═══ Material ═══
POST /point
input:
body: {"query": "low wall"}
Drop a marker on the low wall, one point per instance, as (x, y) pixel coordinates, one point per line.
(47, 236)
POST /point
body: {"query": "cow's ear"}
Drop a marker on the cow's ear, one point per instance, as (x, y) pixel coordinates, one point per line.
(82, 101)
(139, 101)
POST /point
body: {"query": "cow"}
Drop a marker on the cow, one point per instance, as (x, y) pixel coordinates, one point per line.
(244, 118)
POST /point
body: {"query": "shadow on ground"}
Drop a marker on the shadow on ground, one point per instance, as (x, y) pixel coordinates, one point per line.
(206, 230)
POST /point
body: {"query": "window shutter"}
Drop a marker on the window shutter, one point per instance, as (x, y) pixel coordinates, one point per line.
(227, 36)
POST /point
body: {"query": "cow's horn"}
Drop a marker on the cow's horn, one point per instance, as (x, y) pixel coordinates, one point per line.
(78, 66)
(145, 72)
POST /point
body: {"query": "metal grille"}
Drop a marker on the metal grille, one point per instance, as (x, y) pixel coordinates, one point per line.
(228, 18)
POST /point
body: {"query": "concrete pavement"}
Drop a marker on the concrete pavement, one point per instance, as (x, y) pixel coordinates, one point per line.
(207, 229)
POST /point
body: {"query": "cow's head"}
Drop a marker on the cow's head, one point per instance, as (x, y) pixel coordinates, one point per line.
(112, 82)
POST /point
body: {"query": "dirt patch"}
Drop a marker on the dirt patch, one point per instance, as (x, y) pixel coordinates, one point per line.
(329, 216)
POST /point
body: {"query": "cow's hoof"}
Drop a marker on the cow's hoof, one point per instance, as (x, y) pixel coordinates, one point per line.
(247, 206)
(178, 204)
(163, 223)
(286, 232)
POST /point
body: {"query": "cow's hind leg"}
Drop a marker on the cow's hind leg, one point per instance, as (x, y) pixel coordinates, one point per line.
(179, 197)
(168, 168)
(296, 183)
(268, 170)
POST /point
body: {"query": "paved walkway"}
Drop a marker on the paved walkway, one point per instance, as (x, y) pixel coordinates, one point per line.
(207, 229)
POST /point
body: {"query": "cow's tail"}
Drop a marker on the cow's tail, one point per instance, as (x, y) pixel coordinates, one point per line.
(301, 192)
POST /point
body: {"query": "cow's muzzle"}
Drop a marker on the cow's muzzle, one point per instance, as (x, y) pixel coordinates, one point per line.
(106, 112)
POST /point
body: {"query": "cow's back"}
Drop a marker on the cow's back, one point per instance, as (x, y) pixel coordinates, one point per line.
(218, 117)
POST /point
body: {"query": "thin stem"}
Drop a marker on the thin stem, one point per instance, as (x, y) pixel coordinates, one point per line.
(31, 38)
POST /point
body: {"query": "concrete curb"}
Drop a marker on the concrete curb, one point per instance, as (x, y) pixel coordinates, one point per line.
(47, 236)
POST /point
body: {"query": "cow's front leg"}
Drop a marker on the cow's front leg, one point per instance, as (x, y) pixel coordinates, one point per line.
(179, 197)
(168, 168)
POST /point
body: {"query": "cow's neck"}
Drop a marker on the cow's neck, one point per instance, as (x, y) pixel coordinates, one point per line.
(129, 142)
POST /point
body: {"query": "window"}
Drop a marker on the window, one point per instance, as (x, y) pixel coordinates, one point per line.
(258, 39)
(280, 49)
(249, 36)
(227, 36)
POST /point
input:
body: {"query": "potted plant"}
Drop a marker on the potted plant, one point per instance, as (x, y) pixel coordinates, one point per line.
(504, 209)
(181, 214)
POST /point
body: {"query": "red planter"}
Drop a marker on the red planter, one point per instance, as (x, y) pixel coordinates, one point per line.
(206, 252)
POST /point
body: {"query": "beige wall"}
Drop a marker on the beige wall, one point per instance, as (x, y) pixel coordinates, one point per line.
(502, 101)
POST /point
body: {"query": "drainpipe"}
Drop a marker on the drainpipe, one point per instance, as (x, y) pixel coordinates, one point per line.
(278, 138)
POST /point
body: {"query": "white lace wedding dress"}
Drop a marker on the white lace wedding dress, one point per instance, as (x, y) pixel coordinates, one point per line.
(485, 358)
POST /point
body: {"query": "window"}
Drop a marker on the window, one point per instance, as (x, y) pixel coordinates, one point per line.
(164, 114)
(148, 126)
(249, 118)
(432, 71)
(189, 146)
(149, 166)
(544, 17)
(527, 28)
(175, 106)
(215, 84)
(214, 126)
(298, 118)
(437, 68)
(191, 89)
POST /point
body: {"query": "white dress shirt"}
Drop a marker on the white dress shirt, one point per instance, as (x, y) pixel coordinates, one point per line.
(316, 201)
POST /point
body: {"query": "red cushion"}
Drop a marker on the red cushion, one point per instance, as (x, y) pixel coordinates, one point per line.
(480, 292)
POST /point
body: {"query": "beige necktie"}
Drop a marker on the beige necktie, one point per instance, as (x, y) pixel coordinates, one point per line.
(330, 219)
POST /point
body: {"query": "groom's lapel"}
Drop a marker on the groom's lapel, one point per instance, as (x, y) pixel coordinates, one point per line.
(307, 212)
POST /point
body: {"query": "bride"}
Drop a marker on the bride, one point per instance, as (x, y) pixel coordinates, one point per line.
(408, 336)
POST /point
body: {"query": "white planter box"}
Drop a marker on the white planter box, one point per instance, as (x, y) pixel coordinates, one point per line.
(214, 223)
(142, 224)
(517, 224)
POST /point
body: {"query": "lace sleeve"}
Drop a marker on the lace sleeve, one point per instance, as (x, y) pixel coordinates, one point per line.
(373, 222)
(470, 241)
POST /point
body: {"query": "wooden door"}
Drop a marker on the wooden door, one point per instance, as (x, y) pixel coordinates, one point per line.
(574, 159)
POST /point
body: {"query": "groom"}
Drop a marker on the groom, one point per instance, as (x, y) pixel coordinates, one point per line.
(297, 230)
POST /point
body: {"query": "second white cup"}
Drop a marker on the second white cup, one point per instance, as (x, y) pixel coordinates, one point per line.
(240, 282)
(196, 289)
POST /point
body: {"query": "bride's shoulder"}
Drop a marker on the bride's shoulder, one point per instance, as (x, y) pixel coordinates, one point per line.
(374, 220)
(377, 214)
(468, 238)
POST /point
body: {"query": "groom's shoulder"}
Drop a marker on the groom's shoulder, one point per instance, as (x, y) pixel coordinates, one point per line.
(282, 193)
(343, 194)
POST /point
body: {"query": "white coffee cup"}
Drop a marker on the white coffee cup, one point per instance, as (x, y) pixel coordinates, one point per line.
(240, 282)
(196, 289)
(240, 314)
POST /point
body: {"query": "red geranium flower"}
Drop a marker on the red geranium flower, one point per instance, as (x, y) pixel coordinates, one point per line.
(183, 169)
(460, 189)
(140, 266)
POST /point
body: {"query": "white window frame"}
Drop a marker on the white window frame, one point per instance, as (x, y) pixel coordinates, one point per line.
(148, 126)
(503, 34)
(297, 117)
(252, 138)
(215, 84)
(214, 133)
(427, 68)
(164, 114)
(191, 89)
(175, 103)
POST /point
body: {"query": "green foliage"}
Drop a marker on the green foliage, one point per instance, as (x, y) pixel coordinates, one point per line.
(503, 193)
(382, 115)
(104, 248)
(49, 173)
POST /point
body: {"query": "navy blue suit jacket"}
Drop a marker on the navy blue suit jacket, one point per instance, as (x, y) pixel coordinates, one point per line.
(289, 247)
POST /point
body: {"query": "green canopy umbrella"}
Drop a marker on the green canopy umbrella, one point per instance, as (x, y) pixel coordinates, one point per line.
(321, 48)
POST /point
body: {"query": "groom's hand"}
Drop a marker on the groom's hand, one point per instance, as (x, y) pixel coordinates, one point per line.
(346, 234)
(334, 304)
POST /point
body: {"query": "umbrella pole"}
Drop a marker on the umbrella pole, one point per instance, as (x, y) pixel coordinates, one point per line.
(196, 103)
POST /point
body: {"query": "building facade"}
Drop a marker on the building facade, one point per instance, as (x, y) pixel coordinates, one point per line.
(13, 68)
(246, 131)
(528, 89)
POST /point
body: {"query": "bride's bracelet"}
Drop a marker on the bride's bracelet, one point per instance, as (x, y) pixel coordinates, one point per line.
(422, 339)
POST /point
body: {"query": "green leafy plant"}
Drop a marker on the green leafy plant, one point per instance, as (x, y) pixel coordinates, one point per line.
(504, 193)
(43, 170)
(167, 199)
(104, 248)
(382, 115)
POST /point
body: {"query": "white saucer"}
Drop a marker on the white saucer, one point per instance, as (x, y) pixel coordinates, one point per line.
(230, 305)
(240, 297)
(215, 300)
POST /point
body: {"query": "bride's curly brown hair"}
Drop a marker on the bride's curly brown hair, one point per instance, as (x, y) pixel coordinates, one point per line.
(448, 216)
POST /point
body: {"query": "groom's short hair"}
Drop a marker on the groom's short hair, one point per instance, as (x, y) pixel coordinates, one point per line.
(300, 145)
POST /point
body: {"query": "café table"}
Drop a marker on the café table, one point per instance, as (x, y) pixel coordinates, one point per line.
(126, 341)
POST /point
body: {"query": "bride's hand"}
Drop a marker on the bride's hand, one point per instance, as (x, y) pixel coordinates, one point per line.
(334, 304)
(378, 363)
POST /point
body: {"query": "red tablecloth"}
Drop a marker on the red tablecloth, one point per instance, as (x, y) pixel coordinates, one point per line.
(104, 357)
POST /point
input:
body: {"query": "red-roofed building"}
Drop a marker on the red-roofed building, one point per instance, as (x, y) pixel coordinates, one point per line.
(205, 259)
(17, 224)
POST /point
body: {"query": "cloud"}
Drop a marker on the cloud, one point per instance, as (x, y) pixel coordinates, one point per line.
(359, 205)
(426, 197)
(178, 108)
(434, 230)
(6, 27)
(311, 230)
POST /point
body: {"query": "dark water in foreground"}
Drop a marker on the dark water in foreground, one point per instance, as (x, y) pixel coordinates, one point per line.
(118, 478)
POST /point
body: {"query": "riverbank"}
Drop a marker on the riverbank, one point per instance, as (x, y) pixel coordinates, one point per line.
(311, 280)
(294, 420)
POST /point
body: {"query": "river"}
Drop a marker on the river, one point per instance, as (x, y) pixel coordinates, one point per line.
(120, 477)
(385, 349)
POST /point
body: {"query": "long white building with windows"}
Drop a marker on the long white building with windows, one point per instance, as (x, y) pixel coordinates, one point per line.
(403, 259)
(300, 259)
═══
Written exercise -> Count the lines above that contain the string "shirt" and give only the number.

Worked solution -> 2